Count the lines in the material below that contain the word "white". Give only the number.
## BEGIN INFORMATION PROVIDED
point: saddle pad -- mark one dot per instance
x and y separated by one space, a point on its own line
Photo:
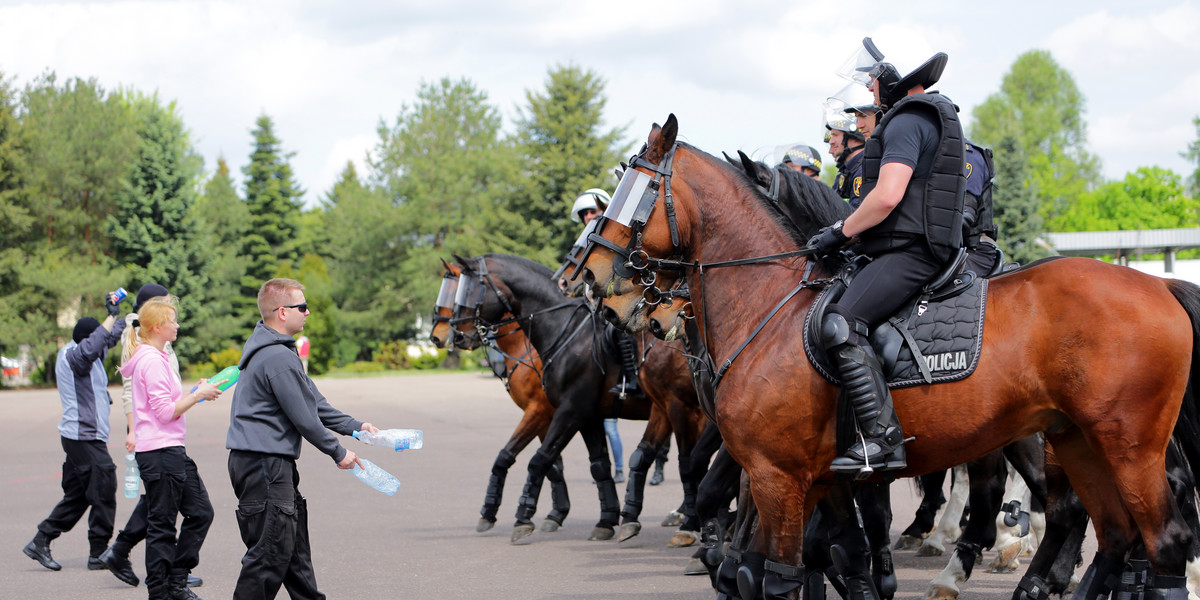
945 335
## END INFORMATION PROVIDED
## BEGIN INFORMATION PROVIDED
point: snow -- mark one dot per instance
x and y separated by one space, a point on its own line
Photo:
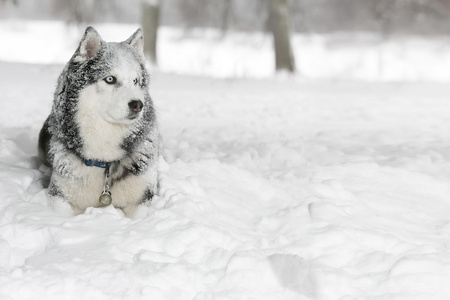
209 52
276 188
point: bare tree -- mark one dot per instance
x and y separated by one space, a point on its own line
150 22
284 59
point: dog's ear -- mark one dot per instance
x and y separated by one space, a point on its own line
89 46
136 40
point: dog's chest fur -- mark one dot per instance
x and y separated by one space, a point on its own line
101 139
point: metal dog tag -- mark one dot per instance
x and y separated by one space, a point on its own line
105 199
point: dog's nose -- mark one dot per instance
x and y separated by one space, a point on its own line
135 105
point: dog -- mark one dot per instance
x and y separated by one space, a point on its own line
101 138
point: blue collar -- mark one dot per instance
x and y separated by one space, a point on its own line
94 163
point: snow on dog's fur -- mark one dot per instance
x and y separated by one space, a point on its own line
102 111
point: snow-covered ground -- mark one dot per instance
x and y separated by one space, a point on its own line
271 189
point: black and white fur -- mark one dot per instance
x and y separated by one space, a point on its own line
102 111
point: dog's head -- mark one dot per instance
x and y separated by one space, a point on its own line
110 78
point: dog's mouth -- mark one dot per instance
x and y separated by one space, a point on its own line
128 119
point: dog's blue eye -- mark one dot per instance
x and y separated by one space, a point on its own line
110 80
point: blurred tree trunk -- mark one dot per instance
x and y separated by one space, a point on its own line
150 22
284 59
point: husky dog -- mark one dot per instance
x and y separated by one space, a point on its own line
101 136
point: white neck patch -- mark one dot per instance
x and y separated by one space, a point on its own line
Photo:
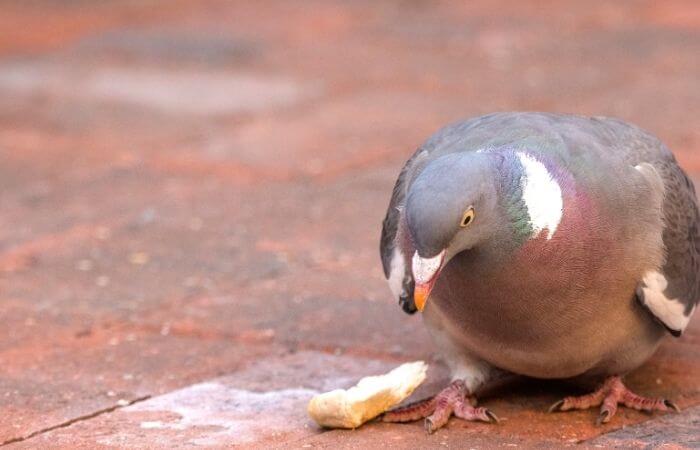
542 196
## END INFORMATION PROVIDED
## BEGIN INFORMATION PROVIDED
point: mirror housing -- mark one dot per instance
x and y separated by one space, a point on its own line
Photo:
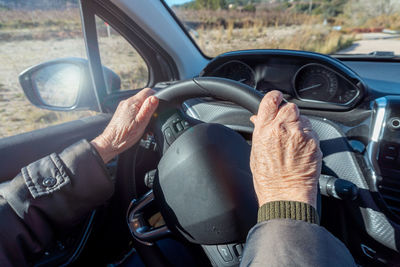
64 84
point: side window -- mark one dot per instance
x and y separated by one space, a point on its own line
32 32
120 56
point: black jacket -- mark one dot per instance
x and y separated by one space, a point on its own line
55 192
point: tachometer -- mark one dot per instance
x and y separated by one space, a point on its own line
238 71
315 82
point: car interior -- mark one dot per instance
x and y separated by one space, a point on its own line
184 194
## END INFORMATION PROVIDED
**SOLUTION TO THIS TASK**
2